#### Exercise instructions
Reproduce the records in full. Alter nothing.

Dataset entries:
+++

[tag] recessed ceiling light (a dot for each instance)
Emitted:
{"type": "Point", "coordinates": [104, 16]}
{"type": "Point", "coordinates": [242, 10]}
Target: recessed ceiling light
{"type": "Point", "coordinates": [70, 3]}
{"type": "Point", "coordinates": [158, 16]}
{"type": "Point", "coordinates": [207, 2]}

+++

#### Answer to this problem
[tag] recessed ceiling light (a dot for each instance)
Emitted:
{"type": "Point", "coordinates": [104, 16]}
{"type": "Point", "coordinates": [242, 10]}
Target: recessed ceiling light
{"type": "Point", "coordinates": [70, 3]}
{"type": "Point", "coordinates": [158, 16]}
{"type": "Point", "coordinates": [207, 2]}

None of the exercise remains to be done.